- **REQUIRED TASK**
Pictures don't belong in the copy. Set down the lines from the one containing "One point rides on each instance of the hillside" through the last line, exactly as they are.
+++ DATA FOR THE TASK +++
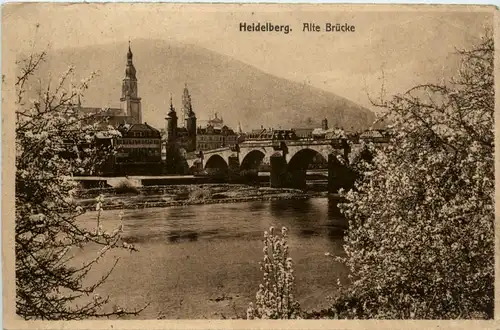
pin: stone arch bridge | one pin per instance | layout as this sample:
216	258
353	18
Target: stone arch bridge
287	161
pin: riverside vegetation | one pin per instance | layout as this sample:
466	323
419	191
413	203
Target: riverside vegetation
420	242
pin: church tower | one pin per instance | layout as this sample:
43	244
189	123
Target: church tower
171	124
189	114
131	103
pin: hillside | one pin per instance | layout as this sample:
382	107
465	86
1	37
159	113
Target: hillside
239	92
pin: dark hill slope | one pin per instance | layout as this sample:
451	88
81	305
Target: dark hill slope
239	92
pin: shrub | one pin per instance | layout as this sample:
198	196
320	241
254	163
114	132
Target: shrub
126	187
275	298
420	242
49	131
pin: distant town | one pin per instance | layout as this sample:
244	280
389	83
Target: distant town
183	147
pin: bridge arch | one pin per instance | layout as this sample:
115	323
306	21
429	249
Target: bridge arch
304	157
252	160
215	164
300	162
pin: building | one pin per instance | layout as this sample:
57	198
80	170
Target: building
271	134
138	150
211	137
183	137
215	121
130	111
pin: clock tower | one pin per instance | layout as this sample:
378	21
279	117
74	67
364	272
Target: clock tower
130	102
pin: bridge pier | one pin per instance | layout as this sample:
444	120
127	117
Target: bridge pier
339	176
233	169
278	177
296	179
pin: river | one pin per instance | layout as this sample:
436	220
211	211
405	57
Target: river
201	261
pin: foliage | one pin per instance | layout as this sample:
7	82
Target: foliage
50	133
420	242
275	298
126	187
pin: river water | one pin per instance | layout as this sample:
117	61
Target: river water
201	261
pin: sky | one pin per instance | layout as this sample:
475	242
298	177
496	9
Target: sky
392	48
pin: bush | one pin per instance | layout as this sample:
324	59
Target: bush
420	242
275	298
126	187
49	137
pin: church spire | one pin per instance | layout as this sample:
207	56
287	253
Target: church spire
187	107
130	70
172	112
131	102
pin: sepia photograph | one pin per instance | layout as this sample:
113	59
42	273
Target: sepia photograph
247	162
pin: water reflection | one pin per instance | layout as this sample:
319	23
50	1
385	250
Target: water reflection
186	252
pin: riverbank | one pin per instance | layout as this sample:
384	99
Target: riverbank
130	197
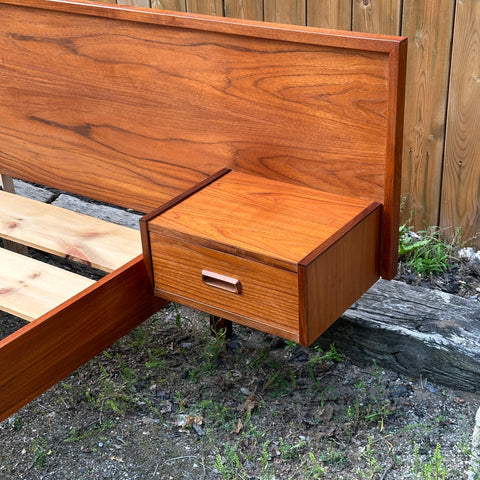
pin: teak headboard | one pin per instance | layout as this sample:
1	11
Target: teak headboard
132	106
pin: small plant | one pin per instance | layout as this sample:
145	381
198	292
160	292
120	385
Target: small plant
40	454
312	468
430	468
374	466
321	357
229	465
424	252
288	451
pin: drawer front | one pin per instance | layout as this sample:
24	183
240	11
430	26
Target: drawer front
243	287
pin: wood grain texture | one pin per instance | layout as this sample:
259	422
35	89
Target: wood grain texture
183	96
29	288
461	173
8	186
45	351
251	9
377	16
175	5
429	26
85	239
330	14
262	218
137	3
339	276
207	7
285	11
268	294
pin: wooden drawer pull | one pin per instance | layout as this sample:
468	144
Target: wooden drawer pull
221	281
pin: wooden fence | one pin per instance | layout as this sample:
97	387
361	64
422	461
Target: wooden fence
441	160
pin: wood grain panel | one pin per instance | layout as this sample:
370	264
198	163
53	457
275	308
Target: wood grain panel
268	294
285	11
45	351
137	3
429	27
339	276
330	14
461	173
377	16
251	9
175	5
151	104
29	288
289	221
207	7
85	239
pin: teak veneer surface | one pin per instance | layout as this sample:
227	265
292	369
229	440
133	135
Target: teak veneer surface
47	350
29	288
277	257
133	106
52	229
264	219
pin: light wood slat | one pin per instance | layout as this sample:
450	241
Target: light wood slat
52	229
8	186
29	288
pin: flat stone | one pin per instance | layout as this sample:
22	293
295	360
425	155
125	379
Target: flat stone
104	212
414	330
31	191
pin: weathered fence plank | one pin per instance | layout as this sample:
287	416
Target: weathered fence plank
175	5
286	11
208	7
330	14
461	174
250	9
377	16
138	3
428	25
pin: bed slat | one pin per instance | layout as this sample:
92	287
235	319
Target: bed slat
29	288
52	229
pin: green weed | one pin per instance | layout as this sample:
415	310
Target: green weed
312	468
430	468
425	252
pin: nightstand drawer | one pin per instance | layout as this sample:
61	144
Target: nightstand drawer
220	283
280	258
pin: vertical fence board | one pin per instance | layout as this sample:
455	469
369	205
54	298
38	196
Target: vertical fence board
208	7
250	9
428	25
286	11
175	5
461	175
377	16
138	3
330	14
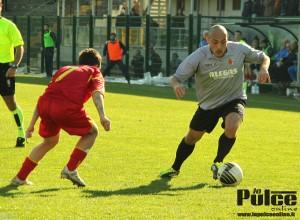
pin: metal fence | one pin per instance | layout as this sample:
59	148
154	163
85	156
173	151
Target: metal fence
168	35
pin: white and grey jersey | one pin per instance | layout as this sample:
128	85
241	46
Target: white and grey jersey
218	80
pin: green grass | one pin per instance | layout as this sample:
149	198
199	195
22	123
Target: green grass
121	170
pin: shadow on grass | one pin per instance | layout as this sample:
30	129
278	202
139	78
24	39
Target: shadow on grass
9	191
154	187
13	191
265	101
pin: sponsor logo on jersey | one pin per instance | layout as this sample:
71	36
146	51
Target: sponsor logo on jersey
223	74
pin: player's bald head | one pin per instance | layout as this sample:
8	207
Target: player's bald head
217	40
218	29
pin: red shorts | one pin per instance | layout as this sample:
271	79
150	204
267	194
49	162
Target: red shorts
56	115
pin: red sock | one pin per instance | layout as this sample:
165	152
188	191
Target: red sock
27	167
76	158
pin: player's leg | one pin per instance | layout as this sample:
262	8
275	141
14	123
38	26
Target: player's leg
124	70
184	150
203	121
80	124
48	61
7	91
17	113
79	153
32	160
108	67
82	147
234	113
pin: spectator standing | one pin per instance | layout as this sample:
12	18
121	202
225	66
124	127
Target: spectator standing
114	50
49	43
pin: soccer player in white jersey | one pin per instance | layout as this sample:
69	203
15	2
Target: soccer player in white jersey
219	74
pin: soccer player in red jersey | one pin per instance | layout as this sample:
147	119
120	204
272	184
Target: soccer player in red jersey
61	107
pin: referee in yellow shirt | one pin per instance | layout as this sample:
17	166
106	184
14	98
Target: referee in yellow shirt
11	53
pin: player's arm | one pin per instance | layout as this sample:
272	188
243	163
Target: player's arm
99	104
263	76
179	90
30	128
19	51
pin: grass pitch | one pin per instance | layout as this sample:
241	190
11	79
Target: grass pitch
121	169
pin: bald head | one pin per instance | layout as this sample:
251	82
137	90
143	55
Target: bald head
218	29
217	39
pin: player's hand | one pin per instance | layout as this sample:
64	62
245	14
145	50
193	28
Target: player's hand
29	132
179	91
105	122
11	72
263	76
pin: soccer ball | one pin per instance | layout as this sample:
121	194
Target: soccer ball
230	174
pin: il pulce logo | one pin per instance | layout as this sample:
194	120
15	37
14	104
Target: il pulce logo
266	197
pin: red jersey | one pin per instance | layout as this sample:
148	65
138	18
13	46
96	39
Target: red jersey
75	84
115	52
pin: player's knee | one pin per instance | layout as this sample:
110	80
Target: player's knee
94	131
51	142
231	131
193	137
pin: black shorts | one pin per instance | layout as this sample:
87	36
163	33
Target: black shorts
206	120
7	84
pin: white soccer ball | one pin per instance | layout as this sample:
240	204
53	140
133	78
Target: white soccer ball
230	174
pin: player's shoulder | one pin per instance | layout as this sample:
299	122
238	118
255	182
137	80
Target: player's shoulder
202	52
237	45
7	22
90	69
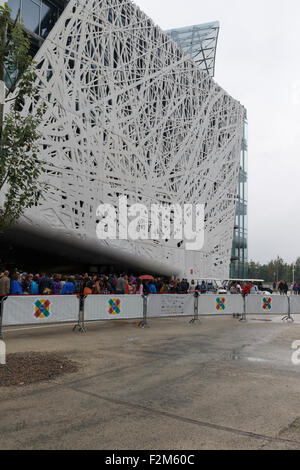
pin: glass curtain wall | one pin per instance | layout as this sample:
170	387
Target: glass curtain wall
239	259
39	16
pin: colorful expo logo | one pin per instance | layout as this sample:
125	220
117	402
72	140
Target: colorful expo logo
267	303
114	306
42	308
221	304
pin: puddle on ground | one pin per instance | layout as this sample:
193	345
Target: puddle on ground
236	356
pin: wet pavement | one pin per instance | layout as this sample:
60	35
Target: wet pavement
221	384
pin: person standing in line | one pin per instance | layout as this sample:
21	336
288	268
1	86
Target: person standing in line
15	286
5	283
296	288
69	287
121	285
34	287
139	287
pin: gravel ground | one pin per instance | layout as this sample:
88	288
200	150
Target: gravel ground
33	367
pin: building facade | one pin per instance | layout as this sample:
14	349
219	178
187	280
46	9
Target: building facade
128	113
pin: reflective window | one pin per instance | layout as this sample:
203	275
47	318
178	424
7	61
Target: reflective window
14	5
49	16
31	15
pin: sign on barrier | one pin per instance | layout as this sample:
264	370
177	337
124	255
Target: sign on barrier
170	305
220	304
113	307
41	309
267	304
295	304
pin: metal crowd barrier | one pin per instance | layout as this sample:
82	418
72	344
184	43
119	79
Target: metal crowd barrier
52	309
19	310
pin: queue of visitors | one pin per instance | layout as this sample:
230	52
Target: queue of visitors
86	284
57	284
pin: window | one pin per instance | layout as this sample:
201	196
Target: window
31	15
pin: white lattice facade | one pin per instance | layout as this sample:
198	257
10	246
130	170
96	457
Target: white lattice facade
128	113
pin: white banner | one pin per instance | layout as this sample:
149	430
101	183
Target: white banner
170	305
295	304
267	304
113	307
220	304
40	309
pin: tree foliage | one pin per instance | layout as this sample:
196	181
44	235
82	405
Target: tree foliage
274	271
20	167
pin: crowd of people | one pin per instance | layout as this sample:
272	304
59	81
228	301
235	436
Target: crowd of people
17	283
86	284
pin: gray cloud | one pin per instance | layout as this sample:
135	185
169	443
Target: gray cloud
258	64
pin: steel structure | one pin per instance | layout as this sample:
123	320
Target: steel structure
200	42
129	113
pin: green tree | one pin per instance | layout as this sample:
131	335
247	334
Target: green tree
20	167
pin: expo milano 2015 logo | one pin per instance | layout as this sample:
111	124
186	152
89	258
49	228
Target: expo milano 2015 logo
159	222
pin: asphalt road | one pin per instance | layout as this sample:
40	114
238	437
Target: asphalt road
221	384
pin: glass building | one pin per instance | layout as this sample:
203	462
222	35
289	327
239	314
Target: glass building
239	259
200	42
38	16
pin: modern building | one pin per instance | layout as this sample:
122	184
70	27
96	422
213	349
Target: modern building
239	259
200	42
128	112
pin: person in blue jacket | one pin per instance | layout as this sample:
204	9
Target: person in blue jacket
15	286
151	288
69	287
34	287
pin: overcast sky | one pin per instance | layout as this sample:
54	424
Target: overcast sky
258	63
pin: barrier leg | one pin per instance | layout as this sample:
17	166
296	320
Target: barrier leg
144	322
2	300
80	324
288	317
244	316
196	319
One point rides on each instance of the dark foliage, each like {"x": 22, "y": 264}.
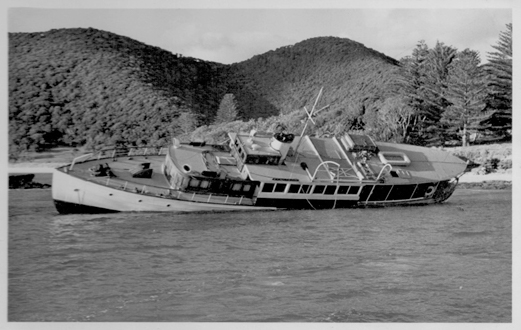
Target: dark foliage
{"x": 89, "y": 87}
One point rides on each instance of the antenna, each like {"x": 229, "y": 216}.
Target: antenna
{"x": 310, "y": 117}
{"x": 313, "y": 112}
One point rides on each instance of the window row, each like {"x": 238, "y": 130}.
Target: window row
{"x": 310, "y": 189}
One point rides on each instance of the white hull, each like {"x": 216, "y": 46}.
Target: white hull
{"x": 68, "y": 189}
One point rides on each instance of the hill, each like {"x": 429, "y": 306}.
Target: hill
{"x": 290, "y": 77}
{"x": 86, "y": 87}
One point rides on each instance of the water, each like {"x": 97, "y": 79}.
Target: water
{"x": 439, "y": 263}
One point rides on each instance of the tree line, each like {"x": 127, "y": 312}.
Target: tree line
{"x": 85, "y": 87}
{"x": 439, "y": 96}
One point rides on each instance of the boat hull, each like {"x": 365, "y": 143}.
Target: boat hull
{"x": 76, "y": 195}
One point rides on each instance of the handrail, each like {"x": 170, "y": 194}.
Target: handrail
{"x": 113, "y": 152}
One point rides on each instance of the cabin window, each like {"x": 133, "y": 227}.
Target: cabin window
{"x": 268, "y": 187}
{"x": 330, "y": 190}
{"x": 354, "y": 190}
{"x": 294, "y": 188}
{"x": 280, "y": 187}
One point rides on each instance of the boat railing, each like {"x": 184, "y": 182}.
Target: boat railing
{"x": 119, "y": 152}
{"x": 167, "y": 193}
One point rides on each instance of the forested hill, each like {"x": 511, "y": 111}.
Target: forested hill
{"x": 78, "y": 86}
{"x": 89, "y": 87}
{"x": 291, "y": 76}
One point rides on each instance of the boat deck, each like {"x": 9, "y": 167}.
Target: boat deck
{"x": 121, "y": 167}
{"x": 157, "y": 185}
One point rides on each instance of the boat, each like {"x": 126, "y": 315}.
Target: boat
{"x": 256, "y": 171}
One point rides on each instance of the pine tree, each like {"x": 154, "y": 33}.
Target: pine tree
{"x": 438, "y": 62}
{"x": 500, "y": 98}
{"x": 227, "y": 110}
{"x": 466, "y": 91}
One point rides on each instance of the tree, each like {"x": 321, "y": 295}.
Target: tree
{"x": 466, "y": 91}
{"x": 227, "y": 110}
{"x": 187, "y": 122}
{"x": 500, "y": 98}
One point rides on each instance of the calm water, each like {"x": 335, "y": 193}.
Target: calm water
{"x": 439, "y": 263}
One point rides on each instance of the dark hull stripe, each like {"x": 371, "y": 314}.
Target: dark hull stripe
{"x": 304, "y": 204}
{"x": 73, "y": 208}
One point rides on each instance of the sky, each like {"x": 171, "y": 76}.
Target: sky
{"x": 235, "y": 31}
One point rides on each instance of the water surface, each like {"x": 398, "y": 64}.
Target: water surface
{"x": 438, "y": 263}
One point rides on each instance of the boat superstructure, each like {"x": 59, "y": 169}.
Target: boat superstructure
{"x": 257, "y": 171}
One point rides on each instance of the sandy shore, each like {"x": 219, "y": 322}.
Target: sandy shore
{"x": 48, "y": 168}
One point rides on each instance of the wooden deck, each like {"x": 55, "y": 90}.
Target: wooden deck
{"x": 121, "y": 168}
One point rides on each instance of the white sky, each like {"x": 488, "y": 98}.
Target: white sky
{"x": 235, "y": 31}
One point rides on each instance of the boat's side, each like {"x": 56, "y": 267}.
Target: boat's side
{"x": 76, "y": 195}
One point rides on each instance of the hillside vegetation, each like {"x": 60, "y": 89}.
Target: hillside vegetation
{"x": 77, "y": 87}
{"x": 84, "y": 86}
{"x": 87, "y": 88}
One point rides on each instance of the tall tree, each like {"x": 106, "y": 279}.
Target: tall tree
{"x": 500, "y": 99}
{"x": 227, "y": 110}
{"x": 466, "y": 91}
{"x": 438, "y": 62}
{"x": 411, "y": 80}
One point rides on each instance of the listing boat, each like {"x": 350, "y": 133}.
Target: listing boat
{"x": 256, "y": 171}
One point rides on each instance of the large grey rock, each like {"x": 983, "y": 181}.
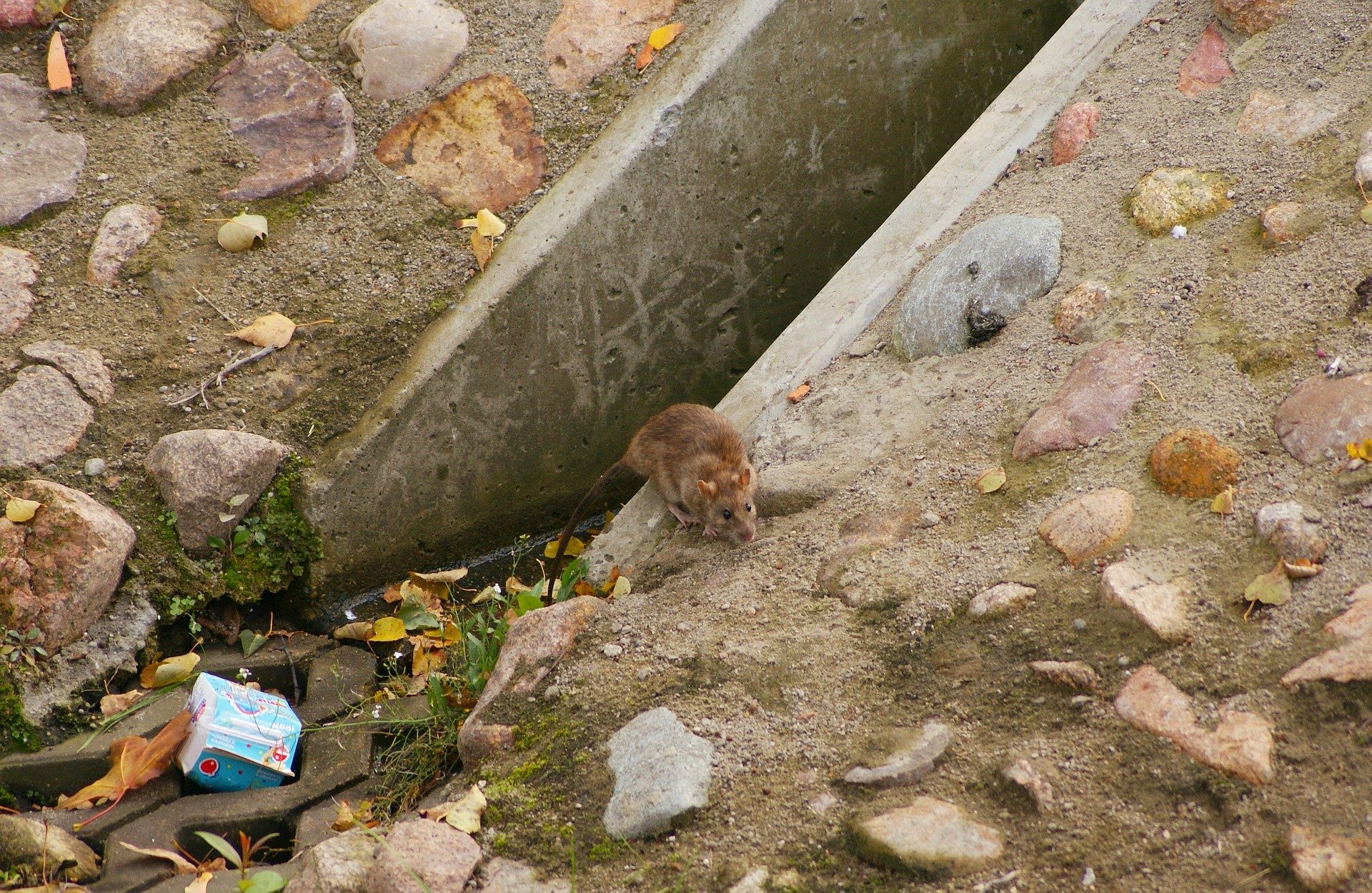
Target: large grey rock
{"x": 41, "y": 417}
{"x": 404, "y": 46}
{"x": 59, "y": 569}
{"x": 339, "y": 864}
{"x": 442, "y": 857}
{"x": 662, "y": 772}
{"x": 929, "y": 836}
{"x": 199, "y": 472}
{"x": 83, "y": 365}
{"x": 978, "y": 283}
{"x": 37, "y": 164}
{"x": 32, "y": 848}
{"x": 1323, "y": 414}
{"x": 908, "y": 763}
{"x": 137, "y": 47}
{"x": 122, "y": 231}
+++
- **PROBLEM SOLUTION**
One point rides on each instance of the hillside vegetation, each like {"x": 60, "y": 89}.
Target: hillside vegetation
{"x": 77, "y": 87}
{"x": 84, "y": 86}
{"x": 87, "y": 88}
One point rides on each instance of the tall tree, each like {"x": 106, "y": 279}.
Target: tall tree
{"x": 500, "y": 99}
{"x": 227, "y": 110}
{"x": 466, "y": 91}
{"x": 438, "y": 62}
{"x": 411, "y": 80}
One point rides on each instance of the listing boat, each like {"x": 350, "y": 133}.
Target: listing boat
{"x": 256, "y": 171}
One point rides on each instance of the large grey rock, each like {"x": 983, "y": 181}.
Target: large grey rock
{"x": 41, "y": 417}
{"x": 404, "y": 46}
{"x": 59, "y": 569}
{"x": 339, "y": 864}
{"x": 442, "y": 857}
{"x": 662, "y": 772}
{"x": 929, "y": 836}
{"x": 199, "y": 472}
{"x": 83, "y": 365}
{"x": 978, "y": 283}
{"x": 37, "y": 164}
{"x": 32, "y": 848}
{"x": 1323, "y": 414}
{"x": 908, "y": 763}
{"x": 137, "y": 47}
{"x": 122, "y": 231}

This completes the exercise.